• [Exercise aim] Return, verbatim and in full, the records that follow, but not their pictures.

• [Supplied records]

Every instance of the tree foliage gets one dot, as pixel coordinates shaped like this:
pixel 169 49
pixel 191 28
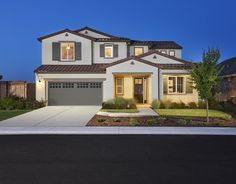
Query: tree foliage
pixel 205 74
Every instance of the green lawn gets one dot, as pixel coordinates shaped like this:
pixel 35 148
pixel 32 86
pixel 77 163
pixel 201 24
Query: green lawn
pixel 192 112
pixel 6 114
pixel 120 110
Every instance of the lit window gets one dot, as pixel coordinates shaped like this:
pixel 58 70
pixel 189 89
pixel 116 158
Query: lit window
pixel 176 85
pixel 163 51
pixel 119 86
pixel 67 51
pixel 172 53
pixel 108 51
pixel 138 51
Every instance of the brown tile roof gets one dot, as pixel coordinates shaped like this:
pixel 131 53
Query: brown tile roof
pixel 95 68
pixel 164 55
pixel 157 44
pixel 134 58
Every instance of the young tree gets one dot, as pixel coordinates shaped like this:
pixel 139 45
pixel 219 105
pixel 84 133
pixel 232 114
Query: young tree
pixel 205 74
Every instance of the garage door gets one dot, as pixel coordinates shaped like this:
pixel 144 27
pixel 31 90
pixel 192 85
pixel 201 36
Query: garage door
pixel 74 93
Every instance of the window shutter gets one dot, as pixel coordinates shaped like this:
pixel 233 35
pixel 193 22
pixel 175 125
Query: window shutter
pixel 189 85
pixel 78 51
pixel 56 51
pixel 165 85
pixel 115 50
pixel 102 50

• [Solution for this task]
Every instance of the tree foliage gets one dot, as pixel coordinates shaped like this:
pixel 169 49
pixel 191 28
Query: tree foliage
pixel 205 74
Every instance of the green lawn gets one dot, as pixel coordinates shaped like this:
pixel 35 148
pixel 32 86
pixel 77 163
pixel 201 24
Query: green lawn
pixel 192 112
pixel 6 114
pixel 120 110
Every instance of the lit window gets one dot, as pixel coordinates shaped like this:
pixel 58 70
pixel 189 89
pixel 116 158
Query: lit window
pixel 176 85
pixel 163 51
pixel 119 86
pixel 67 51
pixel 172 53
pixel 108 51
pixel 138 51
Every instance of the brown tile roof gets one dot, as pixel coordinates shaped like this:
pixel 131 53
Query: brown tile roof
pixel 95 68
pixel 164 55
pixel 157 44
pixel 134 58
Every instance of the young tree gets one dot, as pixel coordinates shaped like this:
pixel 139 45
pixel 219 105
pixel 84 133
pixel 232 114
Query: young tree
pixel 205 74
Every instance of the garage door gets one dot, as pixel coordinates shaped like this:
pixel 144 27
pixel 31 90
pixel 192 85
pixel 201 36
Query: garage door
pixel 74 93
Every instance of the window shutter gets one dot, as pixel coordinates shaped like this:
pixel 233 35
pixel 193 22
pixel 175 125
Query: window shutter
pixel 189 85
pixel 78 51
pixel 56 51
pixel 165 85
pixel 115 50
pixel 102 50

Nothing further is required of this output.